-- Start of INPUT DATA --

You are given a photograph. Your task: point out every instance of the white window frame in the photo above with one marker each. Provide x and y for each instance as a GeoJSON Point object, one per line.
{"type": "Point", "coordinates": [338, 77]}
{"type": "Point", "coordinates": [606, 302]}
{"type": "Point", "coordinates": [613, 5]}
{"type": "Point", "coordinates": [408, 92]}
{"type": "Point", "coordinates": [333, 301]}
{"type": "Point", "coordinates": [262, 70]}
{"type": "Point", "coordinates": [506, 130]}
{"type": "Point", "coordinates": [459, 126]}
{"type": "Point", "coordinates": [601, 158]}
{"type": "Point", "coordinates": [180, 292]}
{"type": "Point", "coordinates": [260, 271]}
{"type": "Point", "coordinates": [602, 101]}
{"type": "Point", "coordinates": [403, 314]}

-- End of INPUT DATA --

__GIVEN INSTRUCTION__.
Please retype all of the material above word for word, keeping every line and character unchanged.

__COMPLETED EXERCISE__.
You are given a photograph. Your task: point out every instance of the white window frame in the photo above with one marker each. Provide x and y for each instance as a GeoJSON Point object, one per line.
{"type": "Point", "coordinates": [338, 77]}
{"type": "Point", "coordinates": [606, 302]}
{"type": "Point", "coordinates": [613, 5]}
{"type": "Point", "coordinates": [408, 92]}
{"type": "Point", "coordinates": [333, 301]}
{"type": "Point", "coordinates": [262, 70]}
{"type": "Point", "coordinates": [506, 130]}
{"type": "Point", "coordinates": [459, 126]}
{"type": "Point", "coordinates": [601, 158]}
{"type": "Point", "coordinates": [180, 292]}
{"type": "Point", "coordinates": [260, 271]}
{"type": "Point", "coordinates": [602, 101]}
{"type": "Point", "coordinates": [403, 314]}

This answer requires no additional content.